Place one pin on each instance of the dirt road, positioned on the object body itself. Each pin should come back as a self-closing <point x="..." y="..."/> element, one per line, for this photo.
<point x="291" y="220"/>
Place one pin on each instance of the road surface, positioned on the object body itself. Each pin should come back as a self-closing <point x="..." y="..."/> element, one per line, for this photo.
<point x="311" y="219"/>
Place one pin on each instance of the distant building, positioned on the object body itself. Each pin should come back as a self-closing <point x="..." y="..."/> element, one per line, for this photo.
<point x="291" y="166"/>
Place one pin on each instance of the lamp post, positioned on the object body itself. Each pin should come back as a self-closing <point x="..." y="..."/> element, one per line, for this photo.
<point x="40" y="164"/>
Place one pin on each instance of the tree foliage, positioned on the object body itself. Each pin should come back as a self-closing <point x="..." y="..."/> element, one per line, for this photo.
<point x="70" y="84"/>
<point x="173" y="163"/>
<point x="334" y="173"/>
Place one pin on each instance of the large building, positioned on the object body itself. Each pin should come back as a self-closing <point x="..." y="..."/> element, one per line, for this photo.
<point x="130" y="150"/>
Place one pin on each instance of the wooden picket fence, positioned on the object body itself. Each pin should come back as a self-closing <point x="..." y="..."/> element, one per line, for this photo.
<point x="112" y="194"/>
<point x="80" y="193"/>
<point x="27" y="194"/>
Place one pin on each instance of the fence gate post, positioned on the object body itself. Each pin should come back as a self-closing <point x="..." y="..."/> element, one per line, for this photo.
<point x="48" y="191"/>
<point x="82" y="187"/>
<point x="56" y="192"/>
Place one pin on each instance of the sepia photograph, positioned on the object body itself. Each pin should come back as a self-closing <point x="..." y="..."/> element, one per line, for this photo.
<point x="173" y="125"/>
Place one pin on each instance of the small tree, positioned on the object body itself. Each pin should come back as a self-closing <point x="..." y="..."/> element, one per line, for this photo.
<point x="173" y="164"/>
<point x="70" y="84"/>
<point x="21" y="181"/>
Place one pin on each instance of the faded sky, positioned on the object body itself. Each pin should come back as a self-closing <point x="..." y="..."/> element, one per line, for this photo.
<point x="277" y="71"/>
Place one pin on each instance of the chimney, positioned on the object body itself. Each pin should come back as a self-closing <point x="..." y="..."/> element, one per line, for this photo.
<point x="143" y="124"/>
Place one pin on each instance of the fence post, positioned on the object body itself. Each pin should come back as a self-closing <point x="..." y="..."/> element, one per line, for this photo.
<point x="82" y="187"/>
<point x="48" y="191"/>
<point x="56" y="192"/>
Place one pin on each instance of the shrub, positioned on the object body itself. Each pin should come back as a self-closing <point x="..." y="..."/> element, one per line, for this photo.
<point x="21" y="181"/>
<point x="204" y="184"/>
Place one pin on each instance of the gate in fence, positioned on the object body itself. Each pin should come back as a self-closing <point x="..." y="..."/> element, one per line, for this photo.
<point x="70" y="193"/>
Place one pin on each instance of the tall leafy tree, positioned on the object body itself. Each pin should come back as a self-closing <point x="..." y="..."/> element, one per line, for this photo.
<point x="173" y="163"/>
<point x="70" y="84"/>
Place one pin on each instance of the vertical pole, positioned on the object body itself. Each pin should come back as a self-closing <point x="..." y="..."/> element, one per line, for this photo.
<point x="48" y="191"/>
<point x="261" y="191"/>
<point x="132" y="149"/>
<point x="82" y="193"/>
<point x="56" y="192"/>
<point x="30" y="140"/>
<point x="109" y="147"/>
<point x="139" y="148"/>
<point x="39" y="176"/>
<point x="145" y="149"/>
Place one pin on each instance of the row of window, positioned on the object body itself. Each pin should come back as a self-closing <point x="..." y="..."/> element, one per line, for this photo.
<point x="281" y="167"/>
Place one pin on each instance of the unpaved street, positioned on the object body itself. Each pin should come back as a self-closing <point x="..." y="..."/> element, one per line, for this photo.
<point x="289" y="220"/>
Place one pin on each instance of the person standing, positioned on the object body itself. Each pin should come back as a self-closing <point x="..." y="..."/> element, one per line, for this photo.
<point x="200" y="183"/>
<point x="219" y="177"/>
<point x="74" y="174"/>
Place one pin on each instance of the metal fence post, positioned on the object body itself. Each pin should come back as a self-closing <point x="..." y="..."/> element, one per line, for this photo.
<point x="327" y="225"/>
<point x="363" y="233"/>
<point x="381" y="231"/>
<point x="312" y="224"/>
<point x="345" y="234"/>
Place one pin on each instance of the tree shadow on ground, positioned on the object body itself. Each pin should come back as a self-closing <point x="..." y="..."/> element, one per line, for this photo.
______
**REQUIRED TASK**
Copy every row above verbatim, changing nothing.

**REPLY TO THE EXERCISE**
Place one pin on each instance of the dirt road, positioned on the object body itself. Each pin should come back as a self-closing <point x="..." y="..."/> element, one per line, for this photo.
<point x="291" y="220"/>
Place one pin on each instance of the road surface, positioned on the object body itself. Each pin should come back as a self-closing <point x="..." y="..."/> element, one per line, for this photo.
<point x="311" y="219"/>
Place one pin on each instance of the distant building, positioned on the object body itself. Each pin should come back as a self-closing <point x="..." y="..."/> element, one per line, for this photo.
<point x="291" y="166"/>
Place one pin on each instance of the lamp post, positioned on the object body itself. Each pin should come back as a self-closing <point x="..." y="..."/> element, one per line, for this photo.
<point x="40" y="164"/>
Place one pin on each instance of the tree foliage, positioned on the object body itself. Each pin should come back as a self-closing <point x="..." y="..."/> element, one per line, for this photo.
<point x="70" y="84"/>
<point x="173" y="163"/>
<point x="334" y="173"/>
Place one pin on each instance of the large building, positioned on the object body itself. Each pin should come back as a self-closing <point x="..." y="..."/> element, one per line, for this photo.
<point x="130" y="150"/>
Place one pin on each instance of the wooden picket fence, positioned on the object body itself. Each pin should come back as a self-closing <point x="..." y="..."/> element, one per line, for this photo.
<point x="112" y="194"/>
<point x="80" y="193"/>
<point x="27" y="194"/>
Place one pin on each instance of the fence gate post, positioned on the object body itself. Each pin should come back as a self-closing <point x="..." y="..."/> element, one per line, for this photo.
<point x="48" y="191"/>
<point x="82" y="187"/>
<point x="56" y="192"/>
Place one pin on each instance of the sepia photograph, positioned on the object body itself. Each pin should come back as a self-closing <point x="..." y="..."/> element, one per line, for this photo.
<point x="173" y="125"/>
Place one pin on each instance of the small tree, positioned on the object body itself. Each pin should come back as a self-closing <point x="..." y="..."/> element, one per line, for this photo.
<point x="173" y="164"/>
<point x="70" y="84"/>
<point x="21" y="181"/>
Place one pin on each instance of the faded sky, positioned on the object body itself. Each pin should come back as a self-closing <point x="..." y="..."/> element, one per line, for this photo.
<point x="277" y="71"/>
Place one pin on each instance of the chimney, positioned on the object body itself. Each pin should come back as a self-closing <point x="..." y="..."/> element, one per line, for this photo.
<point x="143" y="124"/>
Place one pin on each instance of the fence post, positioned on the object body itself. Each pin should come back as a self-closing <point x="..." y="..."/> element, one per line, for this photo.
<point x="82" y="187"/>
<point x="48" y="191"/>
<point x="56" y="192"/>
Place one pin on each instance of the shrub, positioned on the object body itself. Each pin should come back as a self-closing <point x="..." y="..."/> element, one per line, for this photo.
<point x="21" y="181"/>
<point x="204" y="184"/>
Place one pin on each instance of the gate in fence, positioned on the object body itself. Each pin should come back as a self-closing <point x="..." y="..."/> element, one per line, for this photo.
<point x="70" y="193"/>
Place one pin on each instance of the tall leafy tree, positioned on the object body itself. Each pin should come back as a self-closing <point x="..." y="..."/> element, one per line, for this photo.
<point x="173" y="163"/>
<point x="70" y="84"/>
Place one pin on each instance of the vertical pole, positioned on the object body itself. Each pin should come back as a self-closing <point x="..." y="..."/> element, one per line, for this photo.
<point x="48" y="191"/>
<point x="261" y="191"/>
<point x="132" y="149"/>
<point x="82" y="193"/>
<point x="56" y="192"/>
<point x="30" y="140"/>
<point x="109" y="147"/>
<point x="139" y="148"/>
<point x="39" y="176"/>
<point x="145" y="149"/>
Place one pin on each instance of the row of window, positioned on the object body itself. Each pin should come back as a self-closing <point x="..." y="..."/> element, one per line, for this photo.
<point x="281" y="167"/>
Place one pin on each instance of the unpaved street, positioned on the object body itself. Each pin should come back as a self-closing <point x="..." y="..."/> element, one per line, for this photo.
<point x="289" y="220"/>
Place one pin on each instance of the person standing, positioned on the object body itself. Each pin should come back as a self-closing <point x="..." y="..."/> element, one per line, for this photo.
<point x="200" y="183"/>
<point x="219" y="177"/>
<point x="74" y="174"/>
Place one pin on each instance of the metal fence post, positioned on the object body itself. Each pin should come back as a self-closing <point x="..." y="..."/> element, one per line, for this photo.
<point x="327" y="225"/>
<point x="363" y="233"/>
<point x="381" y="231"/>
<point x="312" y="224"/>
<point x="345" y="234"/>
Place one pin on each instance of the tree shadow on ground, positioned on the object body itself. Each pin should come back as a self-closing <point x="..." y="..."/> element, one per line, for this photo.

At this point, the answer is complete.